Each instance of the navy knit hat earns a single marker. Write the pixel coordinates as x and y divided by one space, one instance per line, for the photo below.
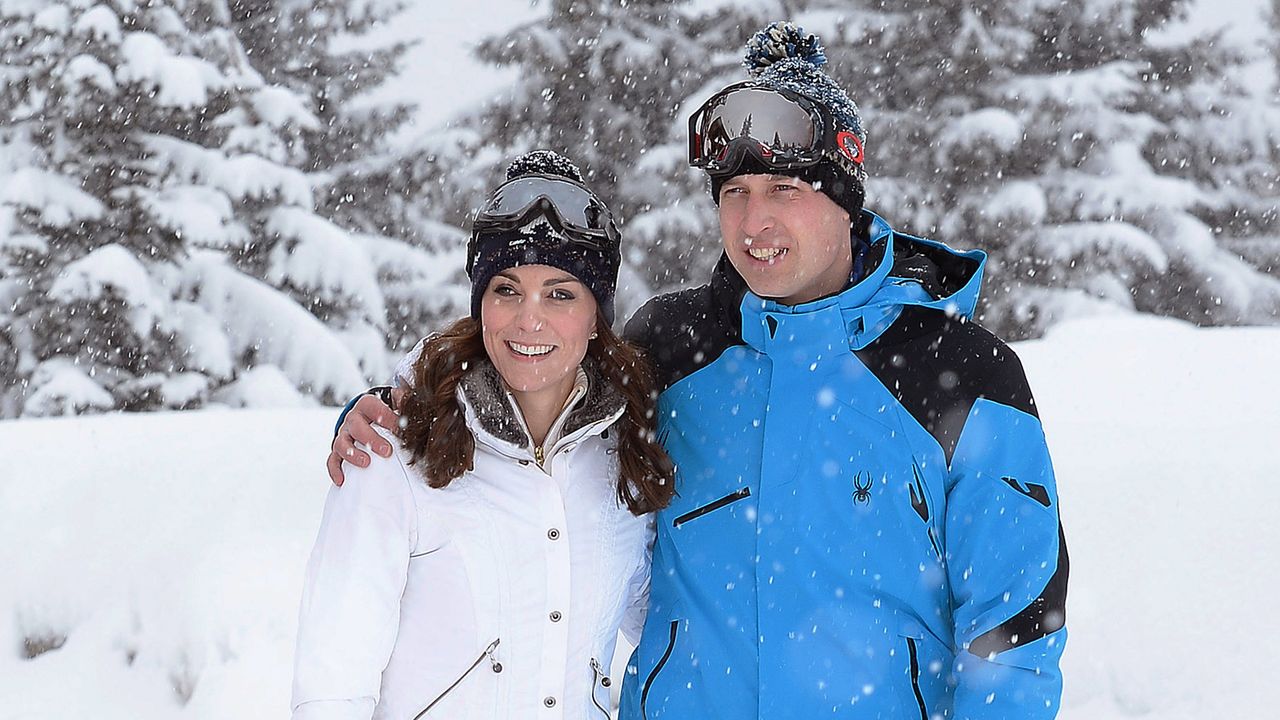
539 244
784 57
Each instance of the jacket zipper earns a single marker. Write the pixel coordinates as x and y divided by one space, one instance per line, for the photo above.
493 662
599 677
915 677
653 674
712 506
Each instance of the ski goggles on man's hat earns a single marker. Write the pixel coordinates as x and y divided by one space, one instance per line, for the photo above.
568 208
781 128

-*-*-

Work to do: Reproduce each record above by retyping it exactly; omit all images.

Exercise response:
Each instance of the navy knit hat earns a single marker. Write the pixel coordinates as x and y divided by one space, one instance per line, for the photo below.
539 244
784 57
Each instance of the jacket zipper earns a single marker. Write the pixel coordinates as x and y divided by one space, one instance per line, for the photo above.
493 662
599 677
915 677
653 674
712 506
Each instance of the ski goggles on man's hat earns a single marker. Write the pixel coordinates as x and y divided by one space, one instance per line, for the photo above.
568 208
781 128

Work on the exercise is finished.